THE TASKS:
(a) Using the Pacific Rim: Uprising review, answer these questions:
(i) How many years have passed since Stacker Pentecost sacrificed himself to close the Breach?
(ii) Who runs the cybernetics company that wants to replace human Jaeger pilots with drones?
(iii) Which television work does the review list for new director Steven S. DeKnight?
(b) Repeat the passage of the Pacific Rim: Uprising review starting at "I can’t say" and ending at "vacating anytime soon.".

Nonsensical Pacific Rim Uprising a Frustratingly Dull Battle Royale
It’s been ten years since heroic Jaeger Marshal Stacker Pentecost (Idris Elba) sacrificed himself to close the Breach underneath the Pacific Ocean and stop the monstrous Kaiju coming through to destroy humanity. Now his son, Jake Pentecost (John Boyega), a former Jaeger pilot who has recently run afoul of the law and brought back into Pan Pacific Defense Corps (PPDC) service thanks to the intervention of his adopted, Kaiju fighting war hero sister Mako Mori (Rinko Kikuchi), finds himself forced to lead a group of untested cadets in a new battle to save the Earth. He and his former Gipsy Danger co-pilot Nate Lambert (Scott Eastwood) will have to train them to be hardened Jaeger warriors faster than expected, a new Kaiju threat suddenly emerging as if out of nowhere.
There’s more plot, but I’m just not in the mood to go into it right now. Just know that the giant monsters have returned and humanity’s last line of defense once again are the giant robots they’ve manufactured to stop them, a bunch of kids quickly pressed into service when all of the adult pilots, save Jake and Nate, all end up dead. There are other various subplots , the major one involving a cybernetics company run by the domineering Liwen Shao (Tian Jing) who wants to replace human Jaeger pilots with drones, while another concerns the ongoing Mutt and Jeff relationship between scientists Dr. Newton Geiszler (Charlie Day) and Dr. Hermann Gottlieb (Burn Gorman), but neither holds a candle to the central conflict. Big Monsters. Big Robots. They battle. That’s honestly all any potential viewer needs to know.
I can’t say I was euphoric in my praise for Guillermo del Toro’s 2013 opus Pacific Rim, the film a loving, over the top homage to Japanese classics like Godzilla and Mothra, but I still enjoyed it a fair amount. There was so much joy in that motion picture, so much creative effervescence, del Toro making it easy to cut his undeniably silly film a substantial amount of slack mainly because it was just so much unabashed fun to watch. It had energy and pizzazz, a sense of cinematic style that was at various times eye-popping in its playful virtuosity. While a long way from the likes of Pan’s Labyrinth, The Devil’s Backbone or last year’s Best Picture-winning The Shape of Water, del Toro’s film still had an energetic spark I responded to, and as such it holds a comfortable place in my heart I don’t foresee it vacating anytime soon.
Returning only as a producer and in a position billed as “visual consultant” in the end credits, sequel Pacific Rim: Uprising isn’t nearly as much fun to sit through as its predecessor was. While certainly not without its moments, even with four credited screenwriters the second chapter in the Kaiju versus Jaeger story still comes across as unfocused, slapdash and more than a little silly (and not in a good way). It’s oftentimes dramatically inert to the point even the death of a key character provoked little more than a yawn out of me, and by the time it was over and the inevitable post-credits stinger teased the potential for a third motion picture I was so oddly bored by it all it’s a wonder I hadn’t fallen asleep.
I will say that new director Steven S. DeKnight, a television veteran who has worked on “Buffy the Vampire Slayer,” “Angel” and the first season of “Daredevil,” does a nice job of making sure his debut motion picture doesn’t itself too seriously, adding a number of diverting comedic moments with a relaxed subtly that’s rather nice. He also stages one stunning battle between Gipsy Danger and mysterious, anonymous rival Jaeger in the middle of a frozen wilderness that’s spectacular, tension and suspense building throughout the sequence in a way that’s pleasantly effective.

DATA SEGMENT:

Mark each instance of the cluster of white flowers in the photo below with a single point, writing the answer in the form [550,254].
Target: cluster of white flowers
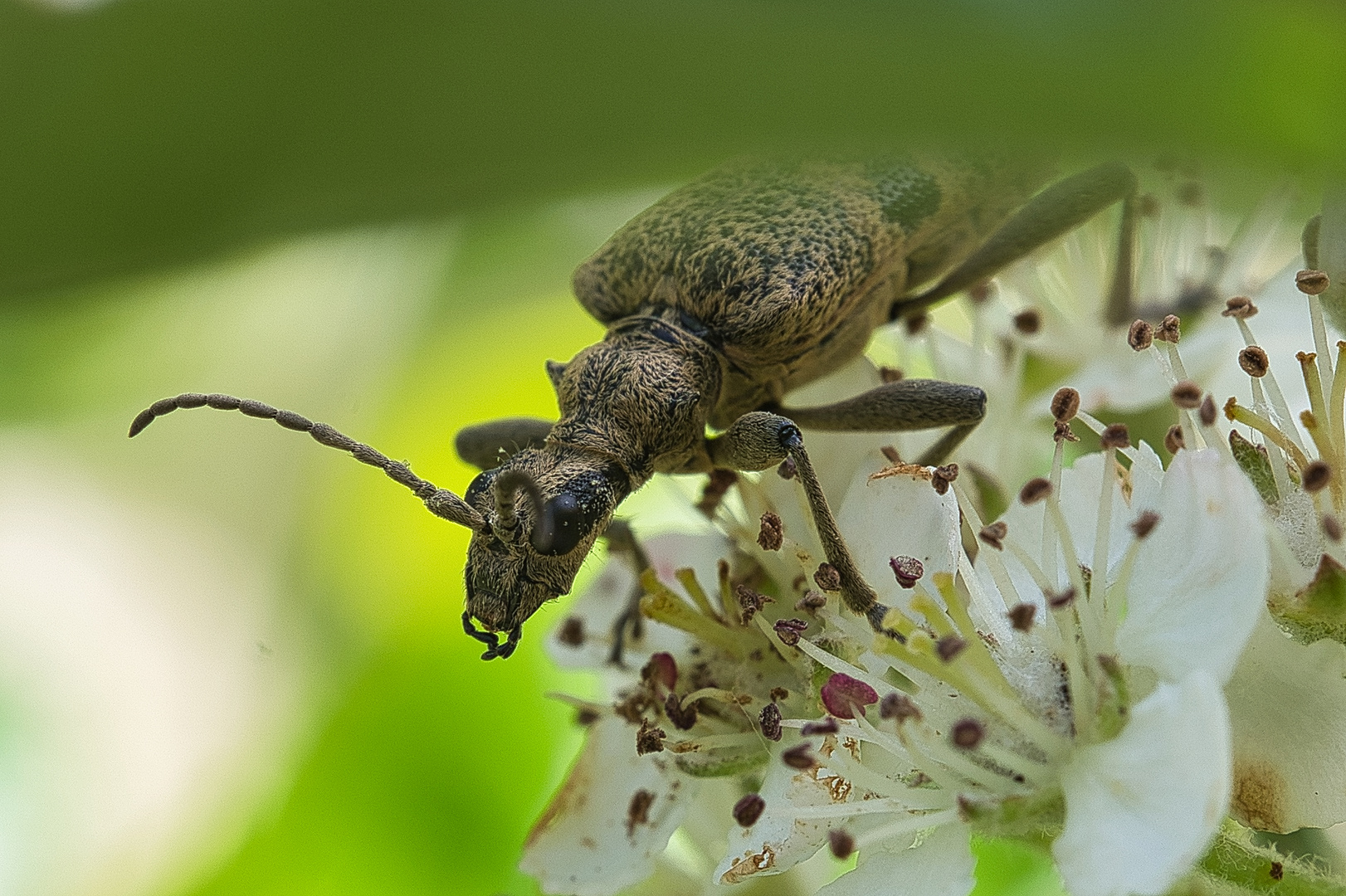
[1125,657]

SOLUTIONS TO THE EXERCISE:
(a)
(i) Ten years.
(ii) Liwen Shao (Tian Jing).
(iii) "Buffy the Vampire Slayer," "Angel" and the first season of "Daredevil."

(b)
I can’t say I was euphoric in my praise for Guillermo del Toro’s 2013 opus Pacific Rim, the film a loving, over the top homage to Japanese classics like Godzilla and Mothra, but I still enjoyed it a fair amount. There was so much joy in that motion picture, so much creative effervescence, del Toro making it easy to cut his undeniably silly film a substantial amount of slack mainly because it was just so much unabashed fun to watch. It had energy and pizzazz, a sense of cinematic style that was at various times eye-popping in its playful virtuosity. While a long way from the likes of Pan’s Labyrinth, The Devil’s Backbone or last year’s Best Picture-winning The Shape of Water, del Toro’s film still had an energetic spark I responded to, and as such it holds a comfortable place in my heart I don’t foresee it vacating anytime soon.